As the Marcellus production continues to ramp us in 2009, we will see the capital efficiency impact have an ever increasing impact on Range. This is allowing us to do more with less. In the second quarter our CapEx totaled $165 million, including $16 million of Marcellus acreage we acquired in exchange for Range common stock.

So, our cash CapEx was $149 million in the second quarter which was fully funded by $166 million of operating cash flow. So for the full year 2009, our cash flow and completed asset sales will be more than adequate to fund our capital program.

Lastly, I want to spend a few minutes discussing the Marcellus shell play. In our operations news release that we put out a few weeks ago, and as Jeff talked about, we announced our estimate of the average gross ultimate reserves of our 24 horizontal Marcellus wells that have been on production for 120 days or longer.

On average these wells have been on production for 313 days, almost one year. Our estimate indicates gross ultimate reserves for these 24 wells will average 4.4 bcfe. Given how early in the play, we still believe that three to four bcf per well is a reasonable estimate when one thinks about Range's entire acreage position. More than ever, we strongly believe that where is your acreage is located is extremely important.

We have also provided an updated well cost number of $3.5 million for pad drilling in southwest Pennsylvania. We also posted on our website a slide that shows not only the decline curve projection for the 24 wells, but also our rate of return estimate.

The reason we did this is to provide a picture of what really matters which is the rate of return we're generating in the Marcellus. Using a $6.00 NYMEX gas price held flat forever, adjusting for base differentials, Marcellus drilling projects 64% rate of return and Jeff also gave the number at $5.00 and $7.00.

This compares to 52% for the Fayetteville core, 39% for the Barnett core and 36% for the Haynesville core. While the numbers will certainly change as each of these shell plays drill out, this is our best estimate given the public data that is currently available and looking at other company's presentations.

What's interesting to note is that the initial IP rate does not automatically translate into highest rate of return. Other factors such as well cost, royalty burden, gas quality, transportation cost and basic differential also play a very important role in determining rate of return for each of the shell plays.

While we were in the R&D phase of the Marcellus shell play, we provided IP rates for both our vertical and horizontal wells. The IP rates were important as they gave us a rough understanding of the productivity of the wells. More important in IP's however, is longer term production history from which we can estimate gross ultimate reserves and projected rates of return.

The good news is that based on our first 24 wells in the Marcellus, we have a play that generates very attractive rates of return. The question is how consistent and repeatable will the Marcellus be over those very large acreage position.

To date we've drilled over 100 vertical and horizontal wells in the Marcellus which is derisk and a material portion of our acreage. As we continue to ramp up drilling and gain additional information, we will hopefully derisk more and more of our large acreage position. Said in a simple way, we know that the Marcellus works in an attractive way in certain area. The question is, how much of the acreage will drill out.

• _Goal_:
For each statement, say yes or no on whether it agrees with the Marcellus excerpt, and quote the words that settle it. 1. Second-quarter cash capital spending was fully covered by operating cash flow. 2. The Haynesville core is given a higher rate of return than the Barnett core. 3. The 24 horizontal Marcellus wells have averaged about 200 days on production.

• _Information provided_:
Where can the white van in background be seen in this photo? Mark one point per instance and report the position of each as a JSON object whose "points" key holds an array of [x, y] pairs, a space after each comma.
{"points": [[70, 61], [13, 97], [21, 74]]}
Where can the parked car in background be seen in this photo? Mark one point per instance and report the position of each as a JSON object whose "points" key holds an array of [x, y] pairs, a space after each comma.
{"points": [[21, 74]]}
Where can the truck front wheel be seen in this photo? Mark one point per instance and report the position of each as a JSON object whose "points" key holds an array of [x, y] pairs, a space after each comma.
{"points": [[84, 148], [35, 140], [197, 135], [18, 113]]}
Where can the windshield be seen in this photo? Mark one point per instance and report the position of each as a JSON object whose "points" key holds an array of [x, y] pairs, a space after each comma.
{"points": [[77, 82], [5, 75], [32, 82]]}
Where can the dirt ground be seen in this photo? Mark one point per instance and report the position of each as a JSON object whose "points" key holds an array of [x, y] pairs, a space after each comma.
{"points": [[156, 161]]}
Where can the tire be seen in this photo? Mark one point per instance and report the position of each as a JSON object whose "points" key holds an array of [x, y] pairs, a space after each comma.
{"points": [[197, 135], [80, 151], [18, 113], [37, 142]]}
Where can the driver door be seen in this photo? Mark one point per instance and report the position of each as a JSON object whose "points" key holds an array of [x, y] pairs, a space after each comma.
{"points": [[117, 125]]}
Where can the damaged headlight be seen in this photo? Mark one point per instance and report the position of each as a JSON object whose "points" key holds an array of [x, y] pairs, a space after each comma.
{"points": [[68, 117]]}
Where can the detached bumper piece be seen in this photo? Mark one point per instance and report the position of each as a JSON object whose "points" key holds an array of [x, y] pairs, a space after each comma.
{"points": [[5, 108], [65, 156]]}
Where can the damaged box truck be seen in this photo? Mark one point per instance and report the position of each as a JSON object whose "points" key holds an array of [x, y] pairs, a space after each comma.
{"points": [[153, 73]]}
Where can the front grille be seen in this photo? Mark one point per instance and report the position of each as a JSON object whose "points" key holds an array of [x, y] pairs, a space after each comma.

• _Exercise answer_:
1. Yes: "our cash CapEx was $149 million in the second quarter which was fully funded by $166 million of operating cash flow"
2. No: "39% for the Barnett core and 36% for the Haynesville core"
3. No: "On average these wells have been on production for 313 days, almost one year."